APPLY WHAT YOU READ
1/ According to the article on the UF high school curriculum project, how large was the National Institutes of Health grant that funds the project?
2/ Write the next few paragraphs of the article on the UF high school curriculum project, following on from its final sentence.

SELECTED EXCERPT
============================================================
We all live by the clock in one way or another. For high school students, it often means waiting for a bell to signal class is over. For people living with glycogen storage disease, it means precisely timing when they eat all day, every day — being just five minutes late can lead to serious health problems.
This is one of many lessons that Allison Moyel and Mary Russ hope to incorporate into a new high school science curriculum they are writing as part of a novel project led by the UF Center for Precollegiate Education and Training.
Funded by a one-year grant of $114,000 from the National Institutes of Health, the curriculum development project complements the center’s Biomedical Explorations: Bench to Bedside program, which connects Florida high school teachers to UF researchers, facilities, equipment and expertise to help educators spark interest in and prepare their students for bioscience careers.
“It’s very real-world and it allows you to keep up with the high-tech stuff,” said Russ, who teaches science at Williston High School. “You get to meet a unique group of teachers with whom you can share practices and curriculums.”
============================================================
MATERIAL PROVIDED
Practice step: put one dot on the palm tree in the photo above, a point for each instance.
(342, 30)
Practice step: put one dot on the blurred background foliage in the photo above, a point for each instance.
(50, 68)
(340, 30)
============================================================
SOLVED TASKS
1/ $114,000, awarded for one year.

2/
In July, one year after participating in the first Bench to Bedside institute, Moyel and Russ returned to UF with six other teachers to participate in the three-week curriculum development internship, which offered them a more intensive clinical research experience.
The teachers shadowed labs related to the UF Clinical and Translational Science Institute. What the teachers learned then served as the inspiration for the curriculum they drafted.
Moyel and Russ shadowed the lab of David Weinstein, M.D., M.P.H., an associate professor of pediatrics and director of the UF Glycogen Storage Disease Program. The other teachers shadowed labs studying autism, HIV, stem cells, anthrax and vibrio in oysters.
This fall, the teachers will continue refining their curriculums with the help of UF faculty and students. The goal is to publish the final curriculums online as a free resource for teachers nationwide.